(Extracted text begins)
The storyline is compelling as Lennon and his guard flee the press and have to delay the journey to the island. There are surprises and the novelist himself pops up in the post-modern chapter entitled Eleven-Eleven-Dakota in which he writes about his research, snatching the reader out of the story. Why?

"The chapter is the emotional heart of the book. It’s a book about trying to create, about trying to make a record or a novel. And to do that, you have to go into your dark places and use what you find there."

We end up seeing Lennon caught between past, present and future. As Barry says: "In the novel, time is unfixed, John is obsessed with the future and what he's going to create but can't escape the past."

Limerick native Barry started out as a journalist, working for The Irish Examiner before turning freelance which he's said gets you out of the house. He began writing snippets of fiction, sometimes at 3am when he came back from a nightclub. ("Some of those pieces didn't stand up in the light of day.") The then fell in love with short stories.
(Extracted text ends)
◆ **Exercises to complete**
a - In the article on Barry's Lennon novel, which three periods of time is Lennon shown caught between?
b - Extend the article on Barry's Lennon novel, picking up after its final sentence.
The material after this point is separate from the article on Barry's Lennon novel.
(Provided data begins)
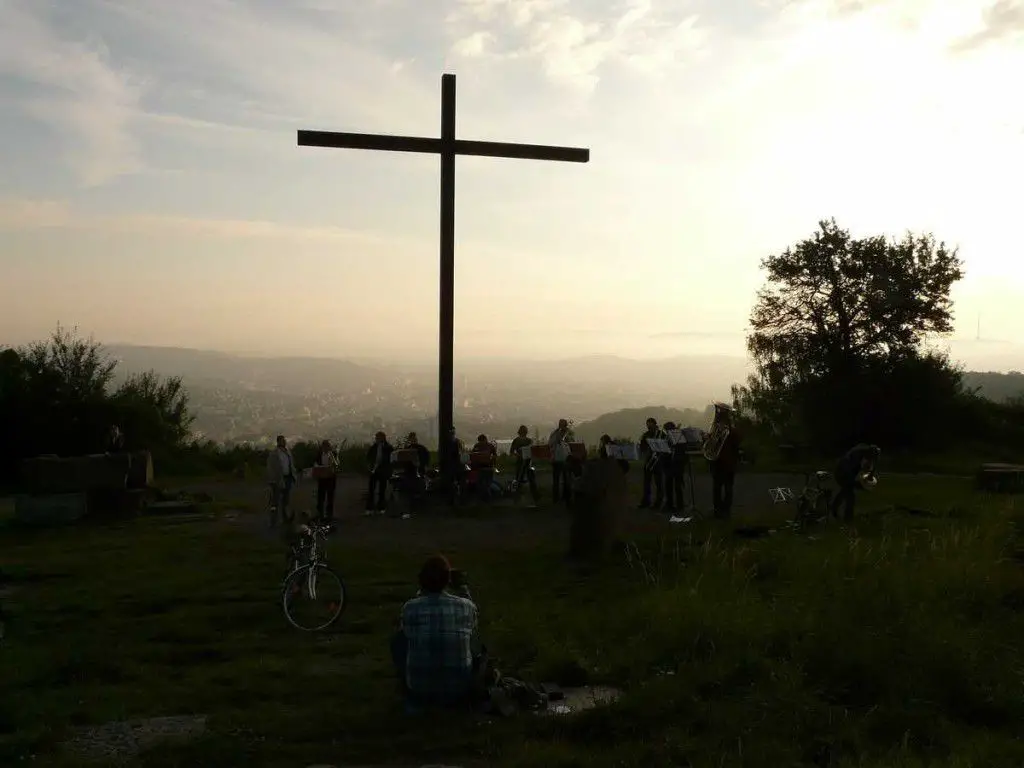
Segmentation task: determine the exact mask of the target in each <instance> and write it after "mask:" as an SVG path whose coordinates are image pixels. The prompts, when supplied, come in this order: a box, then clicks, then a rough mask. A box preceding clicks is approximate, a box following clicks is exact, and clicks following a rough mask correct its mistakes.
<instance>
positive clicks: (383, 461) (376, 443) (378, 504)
mask: <svg viewBox="0 0 1024 768" xmlns="http://www.w3.org/2000/svg"><path fill="white" fill-rule="evenodd" d="M392 453H394V449H393V447H392V446H391V443H389V442H388V441H387V435H385V434H384V433H383V432H378V433H377V434H376V435H374V443H373V445H371V446H370V450H369V451H367V464H368V465H369V466H370V493H369V494H368V496H367V511H366V512H365V513H364V514H366V515H374V514H377V515H383V514H384V513H385V512H386V511H387V484H388V481H389V480H390V479H391V454H392ZM375 496H376V502H375V501H374V498H375Z"/></svg>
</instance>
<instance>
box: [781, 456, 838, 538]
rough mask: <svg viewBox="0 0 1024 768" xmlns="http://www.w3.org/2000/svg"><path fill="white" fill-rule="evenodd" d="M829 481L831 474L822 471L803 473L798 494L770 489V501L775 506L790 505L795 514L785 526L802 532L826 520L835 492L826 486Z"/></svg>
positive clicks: (821, 470) (820, 470)
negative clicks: (802, 487) (803, 473)
mask: <svg viewBox="0 0 1024 768" xmlns="http://www.w3.org/2000/svg"><path fill="white" fill-rule="evenodd" d="M830 479H831V472H824V471H822V470H817V471H812V472H804V487H803V488H802V489H801V492H800V494H794V493H793V489H792V488H786V487H778V488H772V489H771V490H770V492H769V493H770V494H771V498H772V501H773V502H774V503H775V504H785V503H792V504H793V505H794V506H795V507H796V514H795V515H794V518H793V519H792V520H791V521H790V522H788V523H787V525H788V526H790V527H791V528H793V529H794V530H796V531H797V532H804V531H806V530H807V529H808V528H809V527H811V526H812V525H816V524H818V523H821V522H824V521H826V520H827V519H828V513H829V506H830V504H831V500H833V496H834V495H835V492H834V490H833V488H831V487H828V486H827V485H826V483H827V481H828V480H830Z"/></svg>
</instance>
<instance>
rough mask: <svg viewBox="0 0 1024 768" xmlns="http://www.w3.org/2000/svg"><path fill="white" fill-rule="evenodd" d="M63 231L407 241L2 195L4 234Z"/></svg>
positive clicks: (354, 243)
mask: <svg viewBox="0 0 1024 768" xmlns="http://www.w3.org/2000/svg"><path fill="white" fill-rule="evenodd" d="M46 229H60V230H73V231H91V232H103V233H108V234H138V236H145V237H147V238H160V237H162V236H169V234H176V236H186V237H200V238H224V239H230V240H260V241H265V240H286V241H318V242H337V243H348V244H355V243H380V242H385V241H386V242H391V243H396V244H397V243H401V242H402V241H401V239H399V238H395V237H385V236H380V234H375V233H372V232H365V231H353V230H350V229H344V228H341V227H333V226H302V225H297V224H284V223H280V222H275V221H264V220H258V219H211V218H198V217H188V216H166V215H158V214H90V213H85V212H83V211H81V210H79V209H77V208H75V207H74V206H72V205H70V204H68V203H66V202H62V201H52V200H2V199H0V232H5V231H6V232H12V231H40V230H46Z"/></svg>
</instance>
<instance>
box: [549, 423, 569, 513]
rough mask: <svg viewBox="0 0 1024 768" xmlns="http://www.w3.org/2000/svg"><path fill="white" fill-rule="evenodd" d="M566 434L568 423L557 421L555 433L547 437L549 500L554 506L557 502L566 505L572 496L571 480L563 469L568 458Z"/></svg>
mask: <svg viewBox="0 0 1024 768" xmlns="http://www.w3.org/2000/svg"><path fill="white" fill-rule="evenodd" d="M568 434H569V423H568V421H567V420H566V419H559V420H558V426H557V427H556V428H555V431H554V432H552V433H551V436H550V437H548V446H549V447H550V449H551V498H552V501H553V502H554V503H555V504H558V502H559V501H563V502H565V503H566V504H568V503H569V501H570V500H571V496H572V480H571V479H570V478H569V474H568V472H567V471H566V468H565V463H566V461H567V460H568V458H569V446H568V443H567V441H566V438H567V437H568Z"/></svg>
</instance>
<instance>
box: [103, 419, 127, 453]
mask: <svg viewBox="0 0 1024 768" xmlns="http://www.w3.org/2000/svg"><path fill="white" fill-rule="evenodd" d="M124 450H125V435H124V432H122V431H121V427H119V426H118V425H117V424H112V425H111V429H110V431H109V432H108V434H106V453H109V454H120V453H121V452H122V451H124Z"/></svg>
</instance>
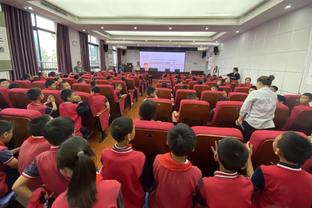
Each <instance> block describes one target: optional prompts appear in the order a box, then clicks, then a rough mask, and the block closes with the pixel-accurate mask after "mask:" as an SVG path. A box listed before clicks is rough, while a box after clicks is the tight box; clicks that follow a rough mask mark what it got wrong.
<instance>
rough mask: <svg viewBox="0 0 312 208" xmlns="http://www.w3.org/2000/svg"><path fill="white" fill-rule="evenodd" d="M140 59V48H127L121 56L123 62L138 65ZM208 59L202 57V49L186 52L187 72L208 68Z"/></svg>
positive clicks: (185, 64)
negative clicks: (205, 58) (123, 55)
mask: <svg viewBox="0 0 312 208" xmlns="http://www.w3.org/2000/svg"><path fill="white" fill-rule="evenodd" d="M138 61H140V51H139V50H127V53H126V54H125V55H124V56H121V62H122V63H123V64H126V63H132V64H133V65H134V66H136V64H137V62H138ZM206 68H207V67H206V59H205V58H202V52H201V51H186V52H185V72H191V71H192V70H202V71H205V70H206Z"/></svg>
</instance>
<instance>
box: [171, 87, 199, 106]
mask: <svg viewBox="0 0 312 208" xmlns="http://www.w3.org/2000/svg"><path fill="white" fill-rule="evenodd" d="M190 93H191V94H196V91H195V90H183V89H180V90H177V91H176V94H175V99H174V101H175V102H174V108H175V109H176V110H179V108H180V102H181V100H182V99H186V96H187V95H188V94H190Z"/></svg>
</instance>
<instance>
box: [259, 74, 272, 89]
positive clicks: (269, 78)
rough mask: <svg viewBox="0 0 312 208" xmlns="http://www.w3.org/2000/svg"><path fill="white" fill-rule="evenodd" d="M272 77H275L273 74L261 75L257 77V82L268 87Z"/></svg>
mask: <svg viewBox="0 0 312 208" xmlns="http://www.w3.org/2000/svg"><path fill="white" fill-rule="evenodd" d="M274 79H275V77H274V75H270V76H261V77H259V78H258V79H257V82H261V83H262V84H263V85H265V86H269V87H270V86H271V84H272V81H273V80H274Z"/></svg>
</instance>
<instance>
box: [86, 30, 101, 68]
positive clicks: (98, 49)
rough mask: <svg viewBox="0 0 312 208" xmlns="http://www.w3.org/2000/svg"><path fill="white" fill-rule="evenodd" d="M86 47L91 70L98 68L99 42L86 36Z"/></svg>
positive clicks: (94, 38)
mask: <svg viewBox="0 0 312 208" xmlns="http://www.w3.org/2000/svg"><path fill="white" fill-rule="evenodd" d="M88 47H89V59H90V67H91V69H94V68H99V67H100V64H99V40H98V39H97V38H96V37H94V36H92V35H88Z"/></svg>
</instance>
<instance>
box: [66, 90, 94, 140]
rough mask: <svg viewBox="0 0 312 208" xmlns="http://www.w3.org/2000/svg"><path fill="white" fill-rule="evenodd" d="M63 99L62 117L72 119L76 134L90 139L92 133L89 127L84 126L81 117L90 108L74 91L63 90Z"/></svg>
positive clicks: (75, 132)
mask: <svg viewBox="0 0 312 208" xmlns="http://www.w3.org/2000/svg"><path fill="white" fill-rule="evenodd" d="M61 98H62V100H63V103H61V104H60V116H64V117H67V118H70V119H72V120H73V121H74V123H75V131H74V134H75V135H82V136H83V137H84V138H86V139H88V138H89V137H90V136H91V133H92V132H91V130H90V129H88V127H86V126H82V118H81V116H83V115H85V114H86V113H87V112H89V106H88V105H87V104H85V103H84V102H82V100H81V97H80V96H78V95H76V94H75V92H74V91H73V90H62V92H61Z"/></svg>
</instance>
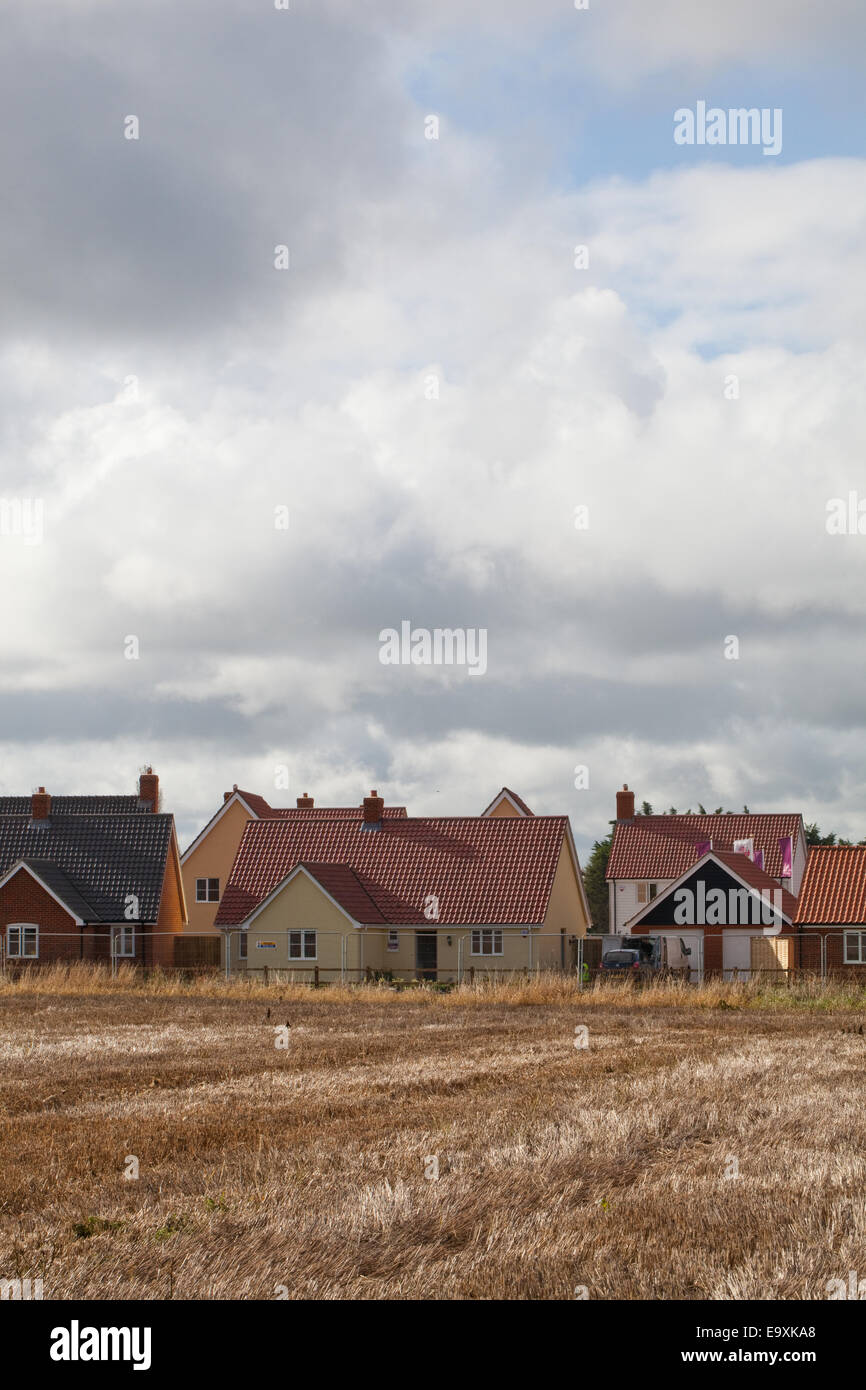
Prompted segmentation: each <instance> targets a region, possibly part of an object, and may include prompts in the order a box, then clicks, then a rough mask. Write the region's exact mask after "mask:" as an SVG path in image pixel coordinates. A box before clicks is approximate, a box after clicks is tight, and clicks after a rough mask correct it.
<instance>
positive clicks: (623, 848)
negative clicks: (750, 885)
mask: <svg viewBox="0 0 866 1390" xmlns="http://www.w3.org/2000/svg"><path fill="white" fill-rule="evenodd" d="M709 849H719V851H721V852H724V853H733V852H735V851H737V849H740V852H744V853H746V856H749V858H751V859H753V862H755V863H756V865H758V867H760V869H762V870H763V873H765V874H766V876H767V877H769V878H771V880H773V881H774V884H776V885H777V887H780V888H785V890H787V891H788V892H791V894H792V895H794V897H795V898H796V897H798V894H799V885H801V883H802V877H803V873H805V869H806V855H808V845H806V831H805V827H803V817H802V816H801V815H784V816H776V815H773V816H765V815H751V813H746V812H744V813H742V815H730V816H728V815H717V816H706V815H698V816H692V815H685V816H641V815H638V816H635V813H634V792H632V791H630V790H628V787H623V790H621V791H619V792H617V794H616V824H614V828H613V844H612V847H610V858H609V859H607V874H606V877H607V890H609V895H610V899H609V901H610V913H609V929H607V930H609V931H610V933H620V931H623V930H624V929H626V924H627V923H628V922H630V920H631V919H632V917H634V915H635V913H637V912H638V909H639V908H642V906H645V905H646V903H648V902H651V901H652V899H653V898H655V897H656V895H657V894H660V892H663V890H664V888H667V887H670V885H671V884H673V883H676V881H677V880H678V878H680V877H681V874H684V873H685V872H687V869H689V867H694V863H695V859H696V858H698V851H701V853H706V852H708V851H709Z"/></svg>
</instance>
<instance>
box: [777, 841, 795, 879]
mask: <svg viewBox="0 0 866 1390" xmlns="http://www.w3.org/2000/svg"><path fill="white" fill-rule="evenodd" d="M778 848H780V849H781V874H780V878H792V877H794V841H792V840H791V835H783V837H781V840H780V841H778Z"/></svg>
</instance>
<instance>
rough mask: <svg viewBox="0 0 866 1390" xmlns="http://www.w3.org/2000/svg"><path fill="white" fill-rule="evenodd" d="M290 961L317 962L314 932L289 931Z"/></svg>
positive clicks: (289, 946) (289, 948)
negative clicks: (304, 961) (308, 960)
mask: <svg viewBox="0 0 866 1390" xmlns="http://www.w3.org/2000/svg"><path fill="white" fill-rule="evenodd" d="M289 960H316V933H314V931H289Z"/></svg>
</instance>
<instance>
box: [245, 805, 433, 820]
mask: <svg viewBox="0 0 866 1390" xmlns="http://www.w3.org/2000/svg"><path fill="white" fill-rule="evenodd" d="M363 815H364V808H363V806H268V809H267V810H265V812H264V813H263V819H264V817H265V816H270V817H274V816H286V817H288V819H289V820H360V819H361V816H363ZM382 816H384V819H385V820H406V806H385V809H384V810H382Z"/></svg>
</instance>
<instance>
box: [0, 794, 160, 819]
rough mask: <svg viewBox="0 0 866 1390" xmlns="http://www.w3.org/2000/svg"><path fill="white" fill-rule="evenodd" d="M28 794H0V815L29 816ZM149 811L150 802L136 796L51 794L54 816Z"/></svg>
mask: <svg viewBox="0 0 866 1390" xmlns="http://www.w3.org/2000/svg"><path fill="white" fill-rule="evenodd" d="M29 812H31V798H29V796H0V816H29ZM135 812H147V813H150V802H149V801H139V798H138V796H135V795H132V796H51V813H53V815H56V816H131V815H133V813H135Z"/></svg>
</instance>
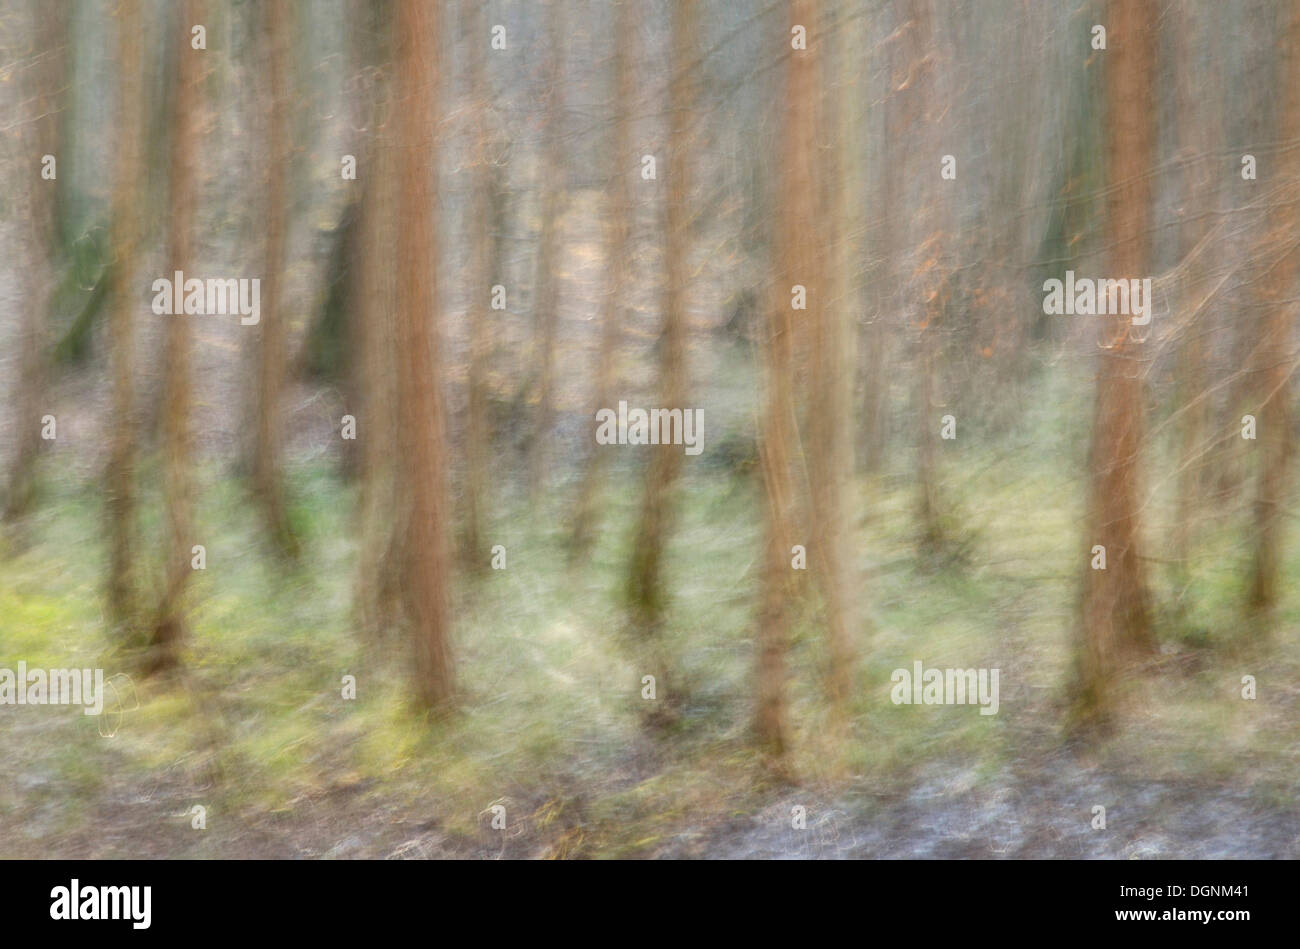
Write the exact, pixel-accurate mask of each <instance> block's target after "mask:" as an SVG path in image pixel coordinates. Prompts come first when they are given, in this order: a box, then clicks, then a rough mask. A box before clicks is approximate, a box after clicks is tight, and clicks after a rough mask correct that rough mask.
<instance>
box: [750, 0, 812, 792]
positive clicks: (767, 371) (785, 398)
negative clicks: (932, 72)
(Provided data ends)
◆ **Results in order**
a - Past, present and future.

b -
"Novels and stories are very different beasts. You have very little room for manoeuvre in a short story; every sentence has to do its job. In a way, you’ll get away with more in a novel; it can be looser."

Certainly, Beatlebone, which he first wrote in a longhand 350,000-word version – the final cut is around 50,000 words – has been long haul.

A self-confessed optimist, he lives in a converted former RIC station with his wife. Asked the journalistic standard about how he relaxes, he says: "I cycle and I swim. I grow veggies; you never feel quite as smug as when you arrive into the kitchen with an armful of your own kale. I like pubs which are great for listening, naturally, for eavesdropping – in vino veritas, and all that."

Like his compatriot Roddy Doyle, who also finds pubs great material, he rates humour. "All of my favourite books, and favourite writers, have an amount of funny in them. I hate the critical response that equates seriousness with quality – that kind of if-it’s-funny-it-can’t-be-serious thing, which I think is tosh."

:: Kevin Barry will read from his novel Beatlebone in Waterstone's, 44 Fountain Street, Belfast, on Thursday November 26 at 6.30pm, with Q&A afterwards. (Admission free; more info on Belfast Waterstone's Facebook page or call 028 90240159). Beatlebone is published by Canongate.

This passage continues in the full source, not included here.